Trecho da página
Parágrafo único: Estão também sujeitos às penalidades
desta Lei os atos de improbidade praticados contra o patrimônio de entidade que
recebe subvenção, benefício ou incentivo, fiscal ou creditício,
de órgão público, bem como daquelas para cuja criação ou custeio o erário haja
concorrido ou concorra com menos de cinqüenta por cento do patrimônio ou da
receita anual, limitando-se, nestes casos, a sanção patrimonial à repercussão
do ilícito sobre a contribuição dos cofres públicos.
Art. 2º Reputa-se agente público, para os efeitos desta
Lei, todo aquele que exerce, ainda que transitoriamente ou sem remuneração por
eleição, nomeação, designação, contratação ou qualquer outra forma de
investidura ou vínculo, mandato, cargo, emprego ou função nas entidades
mencionadas no artigo anterior."
Presente na mesma peça, abordagem do âmbito Penal, nos seguintes termos:
"Com relação ao Código Penal, o legislador ditou que considera-se (sic) funcionário público, para os efeitos
penais quem, embora transitoriamente ou sem remuneração, exerce cargo, emprego
ou função pública, ex vi do artigo 327, daquele diploma legal especial.

Dados fornecidos

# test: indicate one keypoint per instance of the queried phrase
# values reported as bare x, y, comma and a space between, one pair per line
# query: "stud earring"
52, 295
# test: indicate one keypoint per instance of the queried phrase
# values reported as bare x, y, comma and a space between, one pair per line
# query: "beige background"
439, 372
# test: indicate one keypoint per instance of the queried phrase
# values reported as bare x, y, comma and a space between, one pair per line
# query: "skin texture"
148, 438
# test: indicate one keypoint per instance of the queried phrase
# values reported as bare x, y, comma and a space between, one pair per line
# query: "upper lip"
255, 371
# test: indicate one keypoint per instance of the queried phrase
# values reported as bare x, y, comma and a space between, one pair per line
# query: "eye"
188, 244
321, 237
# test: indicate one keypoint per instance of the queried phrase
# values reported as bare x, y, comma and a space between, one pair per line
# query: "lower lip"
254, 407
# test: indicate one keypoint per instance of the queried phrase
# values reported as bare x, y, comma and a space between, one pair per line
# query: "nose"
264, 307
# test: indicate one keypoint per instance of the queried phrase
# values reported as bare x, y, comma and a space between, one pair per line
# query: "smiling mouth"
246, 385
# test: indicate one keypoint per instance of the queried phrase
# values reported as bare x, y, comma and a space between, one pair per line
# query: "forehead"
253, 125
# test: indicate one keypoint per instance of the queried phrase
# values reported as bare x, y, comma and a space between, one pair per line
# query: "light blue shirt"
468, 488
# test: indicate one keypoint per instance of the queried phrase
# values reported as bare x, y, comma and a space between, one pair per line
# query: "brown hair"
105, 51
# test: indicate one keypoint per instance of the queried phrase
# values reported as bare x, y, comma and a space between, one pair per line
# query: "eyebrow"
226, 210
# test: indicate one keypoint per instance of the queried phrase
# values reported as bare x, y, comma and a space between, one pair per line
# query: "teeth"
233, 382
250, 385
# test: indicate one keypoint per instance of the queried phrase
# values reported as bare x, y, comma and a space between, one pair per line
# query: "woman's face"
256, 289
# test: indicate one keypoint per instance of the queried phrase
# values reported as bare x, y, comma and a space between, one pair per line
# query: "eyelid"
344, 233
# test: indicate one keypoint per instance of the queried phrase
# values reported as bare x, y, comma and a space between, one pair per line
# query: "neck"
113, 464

Tarefas
1 > Segundo o trecho sobre agente público, qual artigo do Código Penal define funcionário público para efeitos penais?
2 > Devolva tudo o que vai de "Presente na mesma" até "diploma legal especial." no trecho sobre agente público, sem nenhuma alteração.
3 > Retome o trecho sobre agente público a partir do ponto em que ele para.

Respostas
1 > O artigo 327.

2 >
Presente na mesma peça, abordagem do âmbito Penal, nos seguintes termos:
"Com relação ao Código Penal, o legislador ditou que considera-se (sic) funcionário público, para os efeitos
penais quem, embora transitoriamente ou sem remuneração, exerce cargo, emprego
ou função pública, ex vi do artigo 327, daquele diploma legal especial.

3 >
A doutrina pátria leciona que agentes públicos são ‘... todas as pessoas físicas
incumbidas, definitiva ou transitoriamente, do exercício de alguma
função estatal ...’ e que
aqueles se dividiram em agentes políticos, administrativos, honoríficos e
delegados, pelo que a própria doutrina define que os servidores públicos ‘... constituem subespécie dos agentes públicos adminsitrativos ...’
Conclui-se, finalmente, que o membro do Conselho Tutelar exerce função pública, sendo aquele um órgão público
executor da municipalização do atendimento à criança e ao adolescente, pelo que
o conselheiro tutelar tem sua natureza jurídica – anômala diga-se de passagem –
equiparada a servidor (funcionário) público para variados fins legais."
Análise do vínculo sob o prisma celetista
Pertinente aprofundamento no que concerne ao vínculo do Conselheiro com o Município, tendo em vista a propositura de Reclamatórias Trabalhistas, colaciona-se inteiro teor de Acórdão do Tribunal Regional do Trabalho da 4ª Região, apto a dirimir eventual controvérsia de tal natureza Fonte: Site Oficial do TST.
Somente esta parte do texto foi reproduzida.